> **Actions to take**
A. According to the passage on WVU's Dog Training Foundations course, which three WVU courses did Lindsay Parenti design?
B. Retype the part of the passage on WVU's Dog Training Foundations course starting at "In an effort" and ending at "behavior training techniques.".

In an effort to make sure canine enthusiasts have access to the most advanced, modern and scientifically-supported approaches to dog handling and training, the West Virginia University Davis College of Agriculture, Natural Resources and Design has created a new online course available through WVU Continuing Professional Education.

Dog Training Foundations presents an overview of canine development, health and behavior, providing students with the fundamentals of all things dog - from how they see the world and communicate to the fundamentals of the most advanced behavior training techniques.

“This course offers knowledge above and beyond what typical dog training classes offer,” said Lindsay Parenti, visiting instructor in the Division of Animal and Nutritional Sciences. “Education about modern dog training techniques is lacking and there is conflicting information available to pet owners and those interested in training dogs. This course will help to spread awareness of the most up-to-date, ethical, and scientifically-based behavior modification techniques for dogs.”

And, according to Parenti, understanding the science behind behavior modification techniques allows students to solve a variety of behavioral concerns as opposed to a recipe-style format of dog training.

Topics to be discussed include dog development, socialization, nutrition, health care, training techniques, housetraining, prevention of aggression and other behavior problems, and ethical principles related to dog training.

“Ultimately, those successfully completing the course will be better able to understand and provide for the canine family members,” she said.

An associate certified animal behavior consultant and certified service dog trainer, Parenti has extensive knowledge and experience in training dogs – including service and therapy dogs. She designed and currently teaches three popular WVU courses that focus on assistance animals: Service Dog Training, Animal Assisted Interventions, and Animal Learning.

Records from a data collection

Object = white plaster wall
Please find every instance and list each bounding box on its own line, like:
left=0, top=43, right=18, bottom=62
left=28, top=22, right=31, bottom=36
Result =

> **Task-by-task outputs**
A. Service Dog Training, Animal Assisted Interventions, and Animal Learning.

B.
In an effort to make sure canine enthusiasts have access to the most advanced, modern and scientifically-supported approaches to dog handling and training, the West Virginia University Davis College of Agriculture, Natural Resources and Design has created a new online course available through WVU Continuing Professional Education.

Dog Training Foundations presents an overview of canine development, health and behavior, providing students with the fundamentals of all things dog - from how they see the world and communicate to the fundamentals of the most advanced behavior training techniques.